- **O QUE FARÁ**:
A - As afirmações abaixo estão de acordo com o texto sobre o défice e a economia? Responda sim ou não a cada uma e cite as palavras do texto que o decidem. (i) O crescimento homólogo no primeiro trimestre do ano foi de 2,8%. (ii) O governo baixou o défice em parte através de um aumento do investimento público. (iii) Houve um tempo em que o preço da bica era fixado por portaria do Governo.
B - Reproduza, sem alterar nada, tudo o que vai desde "Baixem o défice" até "números do PIB." no texto sobre o défice e a economia.

- **EXCERTO FORNECIDO**:

■ ■ ■

Baixem o défice e deixem a economia em paz

Os governos devem, antes de mais, preocupar-se em gerir bem aquilo que depende deles: o Estado. Devem ter contas certas, preferencialmente sem défice. Se o fizerem eficientemente já não fazem pouco.

A prova de que ainda temos muito para andar está na zaragata que imediatamente se instalou entre a classe política a reclamar o mérito sobre os bons números do PIB.

Muitos governantes portugueses – passados ou presentes – e respectivas claques organizadas continuam convencidos que nada de bom acontece sem a sua acção ou, no mínimo, sem a sua permissão. Acho que é melhor contar-lhes a verdade a deixá-los continuar na ilusão de que são eles que comandam toda a economia como se fosse uma gigantesca marionete.

É que, infelizmente, muitos políticos estão mesmo convencidos do central papel do Estado para que a economia do dia a dia aconteça. Para que o pastel de nata seja fabricado, vendido e comido, as azeitonas cresçam nas oliveiras e delas se faça o azeite, o turista chegue e durma num hotel, o par de sapatos seja desenhado para ser vendido numa montra em Paris, o carro seja montado e exportado para a China ou a barragem produza electricidade para dar energia a isto tudo.

Já foi, de facto, muito mais assim do que é hoje pois vimos de um tempo em que o preço de cada qualidade de pão ou da bica eram fixados por portaria do Governo, que também definia quanto dinheiro podíamos levar para Badajoz para trazer caramelos.

Já não é, e ainda bem. Mas continua a ser preocupante a normalidade com que metade da classe política encara a tutela estatal da economia, o efeito da chamada “política económica” e o papel vital dos governos até para que o Sol nasça e se ponha todos os dias.

Mas se não se importam, os muito bons 2,8% de crescimento homólogo verificados no primeiro trimestre deste ano devem ser creditados a trabalhadores, gestores e empresários. São eles que trabalham, produzem, investem, arriscam e criam condições para que a economia cresça. E no final entregam ao Estado uma parte do produto desse seu trabalho e retorno do investimento, através de impostos, contribuições e taxas várias, o que, dentro de limites razoáveis, faz parte da normalidade de uma sociedade decente.

Então no contexto concreto actual, o contributo directo do Estado e da chamada política económica são ainda mais marginais.

Este crescimento acontece numa altura em que o governo se converteu, e bem, à necessidade de baixar o défice do Estado e o fez em parte através de um corte fortíssimo no investimento público.

■ ■ ■

- **LISTAGEM FORNECIDA**:
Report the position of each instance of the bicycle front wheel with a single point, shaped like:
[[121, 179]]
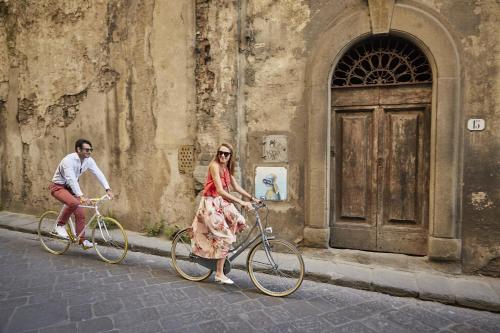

■ ■ ■

- **RESPOSTAS FORNECIDAS**:
A -
(i) Sim: "os muito bons 2,8% de crescimento homólogo verificados no primeiro trimestre deste ano"
(ii) Não: "o fez em parte através de um corte fortíssimo no investimento público"
(iii) Sim: "o preço de cada qualidade de pão ou da bica eram fixados por portaria do Governo"

B -
Baixem o défice e deixem a economia em paz

Os governos devem, antes de mais, preocupar-se em gerir bem aquilo que depende deles: o Estado. Devem ter contas certas, preferencialmente sem défice. Se o fizerem eficientemente já não fazem pouco.

A prova de que ainda temos muito para andar está na zaragata que imediatamente se instalou entre a classe política a reclamar o mérito sobre os bons números do PIB.